- **The request**
Summarize the passage below on Willamette's strategic plan in two sentences.

- **Passage provided**
* * * * *

Willamette's strategic plan takes this idea a step further, and calls on the university to more actively engage in building two-way relationships with the organizations and communities of our region, and to ask the question "How can Willamette better serve the Northwest?"

As we explore new program development, it is important for us to understand not just our institutional interests, but the evolving needs of the Northwest. We are located in a dynamic, exciting region that is rapidly diversifying in a variety of ways, one that is still transforming from a resource-extraction economy to a creative and technological economy and connecting to the increasingly important Pacific Rim nations much more deeply than other parts of the country. As we build a Willamette for the mid-21st century, how can we build a university that serves this changing region well?

I am occasionally asked whether positioning Willamette as the Northwest's leading private university means we are choosing not to compete at the national or international level. That inference couldn't be more wrong. A close look at most of the greatest colleges and universities in the world will quickly reveal that they are deeply connected to place, sometimes (as in the case of Stanford and Silicon Valley) so much so that it is as hard to imagine the place without the university as the university without the place. College rankings encourage the idea that schools are all trying to do the same thing, with varying degrees of success, but the absurdity of this notion is evident as soon as you start to imagine moving schools out of the context in which they developed. The Rhode Island School of Design transported to Santa Clarita is as hard to imagine as CalArts relocated to Providence.

* * * * *

- **Information given**

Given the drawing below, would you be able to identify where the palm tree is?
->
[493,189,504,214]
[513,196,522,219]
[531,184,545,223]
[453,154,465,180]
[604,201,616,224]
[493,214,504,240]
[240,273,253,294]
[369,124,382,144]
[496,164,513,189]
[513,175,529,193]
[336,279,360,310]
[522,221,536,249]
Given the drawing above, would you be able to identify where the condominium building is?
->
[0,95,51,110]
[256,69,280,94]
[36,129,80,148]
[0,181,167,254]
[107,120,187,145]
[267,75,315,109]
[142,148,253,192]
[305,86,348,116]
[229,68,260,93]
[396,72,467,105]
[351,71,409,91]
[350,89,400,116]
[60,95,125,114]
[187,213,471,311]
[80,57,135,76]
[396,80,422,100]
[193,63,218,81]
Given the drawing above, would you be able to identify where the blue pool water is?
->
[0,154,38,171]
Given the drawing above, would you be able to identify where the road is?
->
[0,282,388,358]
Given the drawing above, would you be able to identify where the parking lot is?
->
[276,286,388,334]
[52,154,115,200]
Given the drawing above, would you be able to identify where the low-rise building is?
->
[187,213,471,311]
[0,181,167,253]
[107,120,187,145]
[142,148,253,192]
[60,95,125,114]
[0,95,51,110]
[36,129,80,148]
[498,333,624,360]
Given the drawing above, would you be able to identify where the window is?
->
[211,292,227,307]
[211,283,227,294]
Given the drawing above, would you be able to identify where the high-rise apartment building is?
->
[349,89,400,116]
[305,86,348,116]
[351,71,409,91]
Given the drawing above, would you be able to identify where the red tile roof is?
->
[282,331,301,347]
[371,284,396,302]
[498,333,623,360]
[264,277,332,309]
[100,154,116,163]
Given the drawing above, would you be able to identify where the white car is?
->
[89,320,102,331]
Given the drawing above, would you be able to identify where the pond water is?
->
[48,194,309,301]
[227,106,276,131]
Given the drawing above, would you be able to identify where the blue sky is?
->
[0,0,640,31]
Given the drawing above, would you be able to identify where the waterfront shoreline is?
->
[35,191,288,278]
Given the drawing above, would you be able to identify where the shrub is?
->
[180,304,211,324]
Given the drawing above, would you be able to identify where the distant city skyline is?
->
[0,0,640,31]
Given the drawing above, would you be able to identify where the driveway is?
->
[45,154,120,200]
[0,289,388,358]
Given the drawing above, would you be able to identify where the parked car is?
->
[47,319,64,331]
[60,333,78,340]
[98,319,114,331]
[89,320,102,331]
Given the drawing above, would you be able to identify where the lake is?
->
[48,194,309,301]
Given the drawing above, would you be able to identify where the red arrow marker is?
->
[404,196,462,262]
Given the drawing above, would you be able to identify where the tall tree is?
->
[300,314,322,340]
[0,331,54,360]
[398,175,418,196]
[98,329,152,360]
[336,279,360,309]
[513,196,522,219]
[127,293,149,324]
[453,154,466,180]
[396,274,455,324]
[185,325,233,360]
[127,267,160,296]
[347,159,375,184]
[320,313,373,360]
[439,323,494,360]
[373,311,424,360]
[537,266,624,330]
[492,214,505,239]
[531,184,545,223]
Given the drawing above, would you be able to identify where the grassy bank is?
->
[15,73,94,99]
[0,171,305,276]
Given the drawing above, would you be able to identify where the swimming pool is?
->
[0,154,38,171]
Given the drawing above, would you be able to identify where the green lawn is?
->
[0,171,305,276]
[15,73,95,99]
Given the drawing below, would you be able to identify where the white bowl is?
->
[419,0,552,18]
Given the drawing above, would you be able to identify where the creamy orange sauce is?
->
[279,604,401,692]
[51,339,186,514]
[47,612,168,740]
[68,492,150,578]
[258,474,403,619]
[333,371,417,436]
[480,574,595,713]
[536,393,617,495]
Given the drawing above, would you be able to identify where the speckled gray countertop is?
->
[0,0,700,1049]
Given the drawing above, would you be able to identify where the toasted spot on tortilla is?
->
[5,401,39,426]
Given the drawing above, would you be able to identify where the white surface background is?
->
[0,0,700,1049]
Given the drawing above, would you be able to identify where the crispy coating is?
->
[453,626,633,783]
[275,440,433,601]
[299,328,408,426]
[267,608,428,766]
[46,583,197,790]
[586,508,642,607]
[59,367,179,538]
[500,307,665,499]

* * * * *

- **Output for this task**
Willamette's strategic plan calls on the university to build two-way relationships with the organizations and communities of its region and to ask how it can better serve a Northwest that is rapidly diversifying and shifting toward a creative and technological economy. Positioning Willamette as the Northwest's leading private university does not mean it has stopped competing nationally or internationally, since most of the world's greatest schools, such as Stanford, are deeply connected to their place.